SELECTION
★ ★ ★ ★

/LuaInLua

A self-hosting compiler for the Lua language.

Primary LanguageLuaMIT LicenseMIT

Welcome to Lua, in Lua!

Hey! I'm glad you've found me. I am a somewhat correct compiler for the Lua 5.2 language into the Lua Bytecode format, but more than that, I hope that I can become a useful guide for those who are interested in language implementation.

I grew out of a month-long sprint from an initiative to complete a side-project within the span of the November of 2015, but I wanted to keep tredding on.

Installation

Make sure that you have Lua 5.2 with luarocks installed. Note that it's possible that you may have luarocks configured with luajit. In this case, the LUA_PATH ought to stay the same, so you can still use the luainlua package; you just won't be able to run lua.lua.

git clone https://github.com/leegao/LuaInLua.git
cd LuaInLua
luarocks make

And voila, the package luainlua and the script lua.lua will be installed.

Usage

luainlua comes with a scripted "interpreter" (lua.lua) as well as the entire compilation API.

lua.lua

lua.lua filename.lua will compile and run filename.lua using the luainlua compiler. In addition, you may pass in the -d flag (at the very end) in order to print a human-readable disassembly, like so

leegao@DESKTOP-3RST9I3:/mnt/c/Users/leegao/Documents/IdeaProjects/LuaInLua$ lua.lua testing/hello_world.lua -d
Level 0
Code
1       (line 10)       CLOSURE(A=r(0), Bx=v(0))
2       (line 13)       MOVE(A=r(1), B=r(0))
3       (line 13)       LOADK(A=r(2), Bx=Kst(0))
4       (line 13)       LOADK(A=r(3), Bx=Kst(1))
5       (line 13)       LOADK(A=r(4), Bx=Kst(2))
6       (line 13)       CALL(A=r(1), B=v(4), C=v(1))
7       (line 9)        RETURN(A=r(0), B=v(1))
Constants
1       1
2       2
3       3
Upvalues
0       _ENV    upval   0
   Level 1
   Code
   1    (line 10)       GETTABUP(A=r(0), B=v(0), C=Kst(0):rk(256))
   2    (line 10)       VARARG(A=r(1), B=v(0))
   3    (line 10)       CALL(A=r(0), B=v(0), C=v(1))
   4    (line 10)       RETURN(A=r(0), B=v(1))
   Constants
   1    print
   Upvalues
   0    _ENV    upval   0
--- END OF DUMP ---
1       2       3

Additionally, if you don't specify a file to run, lua.lua will read from stdin.

Compilation API

You can directly invoke the luainlua compiler using the luainlua.luac package. It exposes a single compile method that compiles source code (not file) into a quadruple of a lua function, its raw bytecode (in 5.2 compliant format), its internal representation in luainlua, and a human-readable dumper.

local luac = require 'luainlua.luac'
local func, bytecode, proto, dumper = luac.compile('print("Hello World")')
-- Inspect the disassembly of bytecode
dumper(proto)
-- Run func
func()

★ ★ ★ ★

RECORDED DATA
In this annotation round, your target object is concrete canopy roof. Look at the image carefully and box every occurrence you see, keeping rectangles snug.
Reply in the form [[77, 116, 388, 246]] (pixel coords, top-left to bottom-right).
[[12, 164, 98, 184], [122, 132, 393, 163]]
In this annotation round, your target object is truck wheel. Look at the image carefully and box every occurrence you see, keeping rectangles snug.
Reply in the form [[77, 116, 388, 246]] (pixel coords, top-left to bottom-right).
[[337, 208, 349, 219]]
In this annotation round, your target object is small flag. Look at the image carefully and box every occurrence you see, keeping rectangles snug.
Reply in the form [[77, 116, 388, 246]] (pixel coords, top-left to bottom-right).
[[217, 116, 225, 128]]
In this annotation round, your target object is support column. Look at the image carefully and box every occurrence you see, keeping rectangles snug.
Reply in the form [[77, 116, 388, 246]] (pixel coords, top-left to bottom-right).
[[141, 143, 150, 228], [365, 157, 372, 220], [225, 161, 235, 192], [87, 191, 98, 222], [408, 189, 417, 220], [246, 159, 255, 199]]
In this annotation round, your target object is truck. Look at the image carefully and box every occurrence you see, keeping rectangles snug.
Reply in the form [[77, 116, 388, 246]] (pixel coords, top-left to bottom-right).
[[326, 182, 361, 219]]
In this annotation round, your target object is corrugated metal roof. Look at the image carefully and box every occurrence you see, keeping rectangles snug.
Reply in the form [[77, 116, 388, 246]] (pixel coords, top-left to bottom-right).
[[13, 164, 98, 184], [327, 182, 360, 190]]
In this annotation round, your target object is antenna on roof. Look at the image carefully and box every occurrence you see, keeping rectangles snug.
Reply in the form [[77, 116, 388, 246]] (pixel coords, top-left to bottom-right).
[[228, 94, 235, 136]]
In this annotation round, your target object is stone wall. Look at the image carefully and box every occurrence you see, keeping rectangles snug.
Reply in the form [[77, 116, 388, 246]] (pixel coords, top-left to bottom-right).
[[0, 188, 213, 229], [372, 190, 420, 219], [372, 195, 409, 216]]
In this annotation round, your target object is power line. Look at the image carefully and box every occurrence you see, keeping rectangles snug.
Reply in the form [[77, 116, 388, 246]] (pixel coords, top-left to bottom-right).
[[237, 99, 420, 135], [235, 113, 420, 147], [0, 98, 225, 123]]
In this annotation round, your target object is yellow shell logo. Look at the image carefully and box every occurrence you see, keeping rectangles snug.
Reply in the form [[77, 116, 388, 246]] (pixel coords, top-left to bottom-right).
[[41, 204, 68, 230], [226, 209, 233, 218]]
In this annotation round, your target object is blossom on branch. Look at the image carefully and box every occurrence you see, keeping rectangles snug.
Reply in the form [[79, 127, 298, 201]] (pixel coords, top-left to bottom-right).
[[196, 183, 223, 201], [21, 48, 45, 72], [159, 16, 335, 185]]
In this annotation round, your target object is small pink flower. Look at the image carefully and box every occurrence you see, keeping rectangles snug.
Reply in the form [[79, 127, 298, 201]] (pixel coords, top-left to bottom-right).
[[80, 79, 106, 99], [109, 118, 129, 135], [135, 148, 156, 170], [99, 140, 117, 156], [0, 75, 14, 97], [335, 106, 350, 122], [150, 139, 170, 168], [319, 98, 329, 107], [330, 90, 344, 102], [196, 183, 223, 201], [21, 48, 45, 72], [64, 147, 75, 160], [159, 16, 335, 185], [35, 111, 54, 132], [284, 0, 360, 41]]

★ ★ ★ ★

TO DO
A. On the LuaInLua page, which flag do you pass to lua.lua to print a human-readable disassembly?
B. Please resume the LuaInLua page, picking up right after its last line.

IN RESPONSE
A. The -d flag, placed at the very end of the command.

B.
There's a wealth of internal APIs revolved around the compilation process (luainlua.lua.*) as well as the bytecode format (luainlua.bytecode.*) that can be useful for anyone who wishes to understand the Lua internals.

Bootstrapping Test

The ultimate test of a compiler written in its own language is the bootstrap test. That is, can we use the compiler to compile itself, and then use the resulting compiler to compile an arbitrary program.

Here is hello world in lua.lua in lua.

-- lua.lua
luac = require 'luainlua.luac'
func, bytecode, prototype, dumper = luac.compile('print("Hello World")')
dumper(prototype) -- Human readable disassembly
func()
-- <ctrl + d>
--[[ Level 0
   Code
   1       (line 1)        GETTABUP(A=r(0), B=v(0), C=Kst(0):rk(256))
   2       (line 1)        LOADK(A=r(1), Bx=Kst(1))
   3       (line 1)        CALL(A=r(0), B=v(2), C=v(1))
   4       (line 1)        RETURN(A=r(0), B=v(1))
   Constants
   1       print
   2       Hello World
   Upvalues
   0       _ENV    upval   0
   Hello World
]]--

Parser

In addition to the vanilla compiler, luainlua also comes with its own recursive-descent powered parser generator and its own implementation of "regular" regular expression. Both of these are within the luainlua.parsing.* and the luainlua.ll1.ll1 packages. In addition, you can augment the vanilla lua grammar (luainlua/lua/grammar.ylua) and recompile it by just requiring luainlua.generate_parser.

A sample grammar for the handmade parser generator is given here:

%file "experimental_parser"
%require "luainlua.parsing.lex"
%require "luainlua.parsing.re"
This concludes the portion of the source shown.